• Reading passage
....
As far as a drawdown test, that would be helpful. If the watertable elevation does not drop below the submersible pump level while the OP has the shower on at the same time he is running the washing machine (or other combination of high water usage), then a plugged screen or sedimentation may not be the culprit for the low water pressure he is experiencing at such times. It could be that the plumbing in his house has scaled significantly, which could also reduce pressure during high water usage events.


----------



## Chris in Mich (May 13, 2002)

Not to be overly technical, but OP is complaining of low flow, not low pressure -- failure to differentiate the two is a common mistake.


----------



## Cabin Fever (May 10, 2002)

@Chris in Mich, maybe you missed this.


Adk said:


> Since last summer however, there has been *intermittent pressure fluctuation*, especially when showering when the washer is on. I have replaced the pressure switch and tank, without any difference in performance....


----------



## Chris in Mich (May 13, 2002)

I'm saying the OP is expressing a decrease in pressure but is more likely describing a reduction in flow. This is the common mistake i'm referring to. End-users almost ALWAYS describe it incorrectly because few know the difference or have the proper appurtenances to adequately quantify.
....
• Supplied records
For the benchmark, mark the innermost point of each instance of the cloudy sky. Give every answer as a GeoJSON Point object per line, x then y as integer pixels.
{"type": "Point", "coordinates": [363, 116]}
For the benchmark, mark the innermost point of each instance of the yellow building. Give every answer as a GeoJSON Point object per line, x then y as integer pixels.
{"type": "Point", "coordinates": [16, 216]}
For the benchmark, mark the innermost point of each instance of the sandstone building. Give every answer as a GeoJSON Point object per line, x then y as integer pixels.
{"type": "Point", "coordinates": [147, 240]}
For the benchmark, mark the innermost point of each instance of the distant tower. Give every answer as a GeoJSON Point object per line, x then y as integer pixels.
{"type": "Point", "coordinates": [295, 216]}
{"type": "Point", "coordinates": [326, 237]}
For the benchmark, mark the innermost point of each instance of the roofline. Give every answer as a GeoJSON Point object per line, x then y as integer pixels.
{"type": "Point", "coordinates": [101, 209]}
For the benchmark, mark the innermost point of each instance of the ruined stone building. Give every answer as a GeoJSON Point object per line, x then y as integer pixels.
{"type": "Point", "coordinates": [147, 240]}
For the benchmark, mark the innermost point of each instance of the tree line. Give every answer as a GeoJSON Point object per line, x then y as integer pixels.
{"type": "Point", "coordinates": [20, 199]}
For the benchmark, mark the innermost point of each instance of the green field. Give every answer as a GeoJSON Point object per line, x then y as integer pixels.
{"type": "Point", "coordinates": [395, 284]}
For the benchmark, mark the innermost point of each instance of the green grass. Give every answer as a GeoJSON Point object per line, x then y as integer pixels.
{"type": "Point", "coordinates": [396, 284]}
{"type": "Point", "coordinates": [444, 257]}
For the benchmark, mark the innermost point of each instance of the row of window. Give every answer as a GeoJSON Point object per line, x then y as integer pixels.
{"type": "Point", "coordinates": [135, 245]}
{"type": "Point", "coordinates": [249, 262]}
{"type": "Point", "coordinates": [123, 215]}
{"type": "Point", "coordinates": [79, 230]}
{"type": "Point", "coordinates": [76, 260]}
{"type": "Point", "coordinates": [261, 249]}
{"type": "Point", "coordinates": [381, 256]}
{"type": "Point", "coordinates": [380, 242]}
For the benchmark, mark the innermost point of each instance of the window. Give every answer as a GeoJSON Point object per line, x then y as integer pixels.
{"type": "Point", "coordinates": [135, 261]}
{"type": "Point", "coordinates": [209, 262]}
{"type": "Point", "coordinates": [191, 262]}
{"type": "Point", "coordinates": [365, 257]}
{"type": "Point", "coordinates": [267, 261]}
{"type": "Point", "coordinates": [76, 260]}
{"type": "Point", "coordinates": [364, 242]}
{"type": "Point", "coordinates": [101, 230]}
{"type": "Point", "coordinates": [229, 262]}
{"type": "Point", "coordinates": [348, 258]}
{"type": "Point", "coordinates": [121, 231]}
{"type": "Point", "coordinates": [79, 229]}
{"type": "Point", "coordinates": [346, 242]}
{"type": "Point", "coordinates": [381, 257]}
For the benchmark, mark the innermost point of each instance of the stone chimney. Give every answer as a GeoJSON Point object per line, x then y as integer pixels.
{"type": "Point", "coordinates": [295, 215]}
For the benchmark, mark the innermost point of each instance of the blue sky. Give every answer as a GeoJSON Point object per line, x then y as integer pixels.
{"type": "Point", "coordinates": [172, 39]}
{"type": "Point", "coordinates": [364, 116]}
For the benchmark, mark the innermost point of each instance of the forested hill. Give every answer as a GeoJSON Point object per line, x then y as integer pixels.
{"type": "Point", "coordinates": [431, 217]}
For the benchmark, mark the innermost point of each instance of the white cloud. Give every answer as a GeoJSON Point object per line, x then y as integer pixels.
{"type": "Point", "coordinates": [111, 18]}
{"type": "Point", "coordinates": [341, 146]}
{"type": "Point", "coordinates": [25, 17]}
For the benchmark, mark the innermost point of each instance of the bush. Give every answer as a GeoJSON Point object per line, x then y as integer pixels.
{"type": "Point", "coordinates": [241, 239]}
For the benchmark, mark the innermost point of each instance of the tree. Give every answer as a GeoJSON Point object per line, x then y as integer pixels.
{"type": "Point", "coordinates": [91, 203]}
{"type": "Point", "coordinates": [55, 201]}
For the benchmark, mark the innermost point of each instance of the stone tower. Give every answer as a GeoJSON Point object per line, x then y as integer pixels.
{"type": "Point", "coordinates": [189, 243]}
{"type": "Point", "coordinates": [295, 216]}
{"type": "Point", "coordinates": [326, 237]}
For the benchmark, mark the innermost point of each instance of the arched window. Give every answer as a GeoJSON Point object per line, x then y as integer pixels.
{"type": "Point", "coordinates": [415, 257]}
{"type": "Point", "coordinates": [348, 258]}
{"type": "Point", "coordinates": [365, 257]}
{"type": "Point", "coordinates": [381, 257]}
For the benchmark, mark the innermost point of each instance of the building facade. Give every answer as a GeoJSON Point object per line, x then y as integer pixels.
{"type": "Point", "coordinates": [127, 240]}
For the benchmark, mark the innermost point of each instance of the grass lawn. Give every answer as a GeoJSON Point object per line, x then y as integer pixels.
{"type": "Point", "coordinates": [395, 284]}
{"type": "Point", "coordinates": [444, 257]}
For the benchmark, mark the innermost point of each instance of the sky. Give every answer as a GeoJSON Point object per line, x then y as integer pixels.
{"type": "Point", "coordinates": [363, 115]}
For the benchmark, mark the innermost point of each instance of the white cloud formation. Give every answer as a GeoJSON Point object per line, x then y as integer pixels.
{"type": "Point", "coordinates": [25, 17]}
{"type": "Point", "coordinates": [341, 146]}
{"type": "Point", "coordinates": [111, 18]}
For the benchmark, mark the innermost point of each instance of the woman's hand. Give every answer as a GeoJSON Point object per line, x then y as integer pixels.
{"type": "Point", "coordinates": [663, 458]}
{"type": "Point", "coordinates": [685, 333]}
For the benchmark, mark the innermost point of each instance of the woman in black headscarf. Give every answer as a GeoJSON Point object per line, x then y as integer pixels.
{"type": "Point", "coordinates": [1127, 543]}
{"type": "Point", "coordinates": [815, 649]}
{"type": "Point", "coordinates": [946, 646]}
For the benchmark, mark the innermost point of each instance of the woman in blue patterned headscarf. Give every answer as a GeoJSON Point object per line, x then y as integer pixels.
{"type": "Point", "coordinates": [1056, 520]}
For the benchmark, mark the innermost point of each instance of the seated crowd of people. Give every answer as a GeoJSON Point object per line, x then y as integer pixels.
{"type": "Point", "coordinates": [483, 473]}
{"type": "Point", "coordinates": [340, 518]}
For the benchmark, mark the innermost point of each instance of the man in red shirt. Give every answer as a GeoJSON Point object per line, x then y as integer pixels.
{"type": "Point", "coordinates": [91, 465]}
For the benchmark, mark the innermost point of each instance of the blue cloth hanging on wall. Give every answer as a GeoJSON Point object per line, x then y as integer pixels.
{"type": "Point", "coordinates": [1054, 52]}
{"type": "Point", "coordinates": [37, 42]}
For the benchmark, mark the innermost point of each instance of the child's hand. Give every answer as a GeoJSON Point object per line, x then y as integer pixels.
....
• Exercise aim
Write the next part of the forum thread on low well water pressure, starting after its final post. The items come from a separate source.

• Result of the exercise
----------



## B&L Chicken Ranch and Spa (Jan 4, 2019)

Hi. I have been reading this with a bit of alarm. I would advise you to hire a well driller to look at your well. Messing with the well can cause the well to clog without much recourse other than drilling a new well. As someone else noted, glacier till has a broad mix of particles. If developed improperly you can actually draw fines into the pore spaces the water flows through and clogging them. Well drillers have higher power pumps used for developing wells, they should also have software that will monitor the flow/draw down rates to help with developing. Sometimes you just have to get the experts. Sorry.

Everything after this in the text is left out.